STATED EXERCISE: Arrange the part of the items that opens with the line containing "Pinpoint rippled water." and closes with the line containing "0 127 9 152" as a two-column CSV with the headers text and answer. Give one row per item, with each value in a quoted field and line breaks turned into spaces.

MATERIAL:

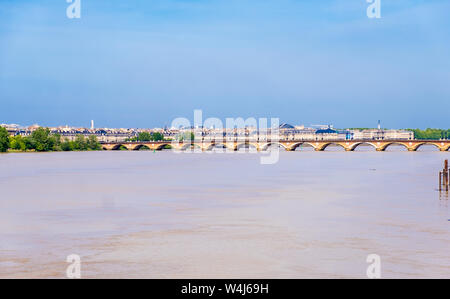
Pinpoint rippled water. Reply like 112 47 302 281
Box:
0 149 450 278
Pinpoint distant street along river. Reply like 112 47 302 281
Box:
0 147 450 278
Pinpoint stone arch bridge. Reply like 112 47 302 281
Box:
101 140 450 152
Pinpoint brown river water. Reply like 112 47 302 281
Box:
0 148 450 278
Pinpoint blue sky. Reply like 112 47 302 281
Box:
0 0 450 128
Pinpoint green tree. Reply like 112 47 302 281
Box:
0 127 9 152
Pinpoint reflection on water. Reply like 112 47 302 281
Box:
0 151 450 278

--

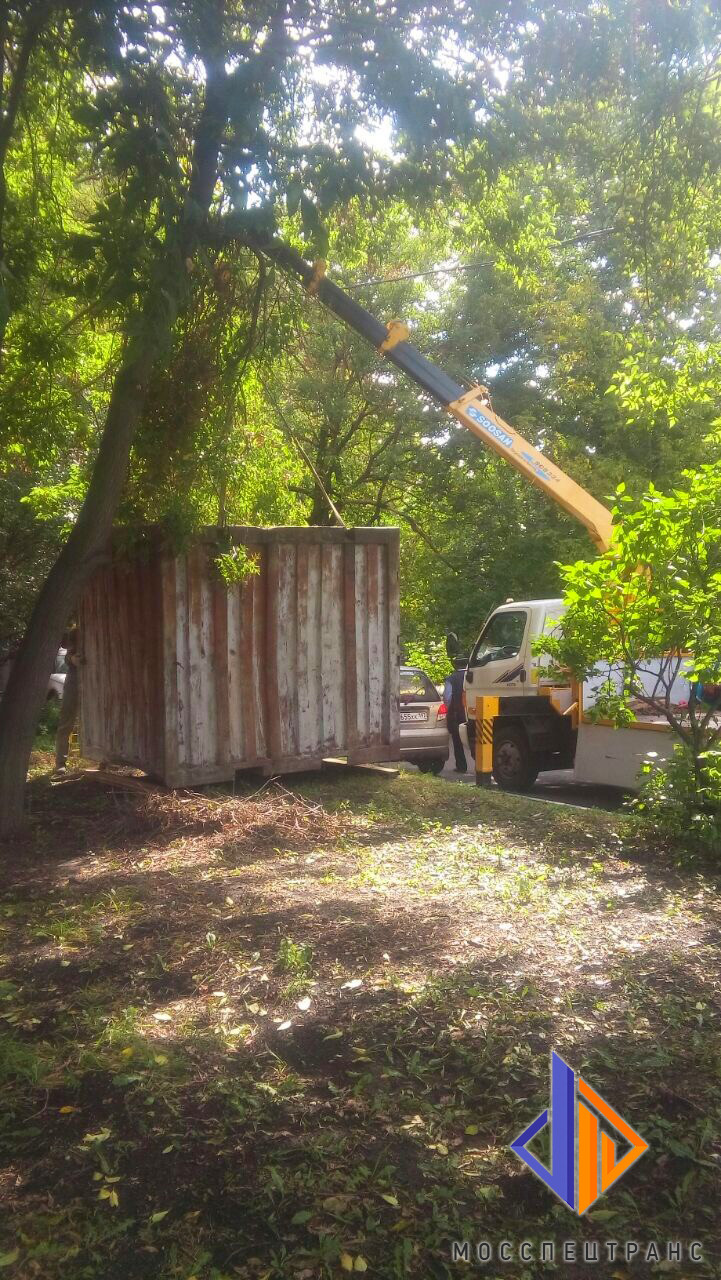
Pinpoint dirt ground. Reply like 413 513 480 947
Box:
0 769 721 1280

RESULT OF THIS EXERCISE:
text,answer
"Pinpoint rippled water. Reply like 112 47 302 281 Box:","0 149 450 278"
"Pinpoint distant street along river. Reply like 112 47 302 281 Box:","0 147 450 278"
"Pinpoint stone arch bridge. Reply like 112 47 302 281 Box:","101 140 450 152"
"Pinpoint brown river water. Reply like 112 47 302 281 Box:","0 148 450 278"
"Pinpoint blue sky. Reply like 112 47 302 281 Box:","0 0 450 128"
"Pinpoint green tree. Reply like 112 47 302 281 Box:","0 127 9 152"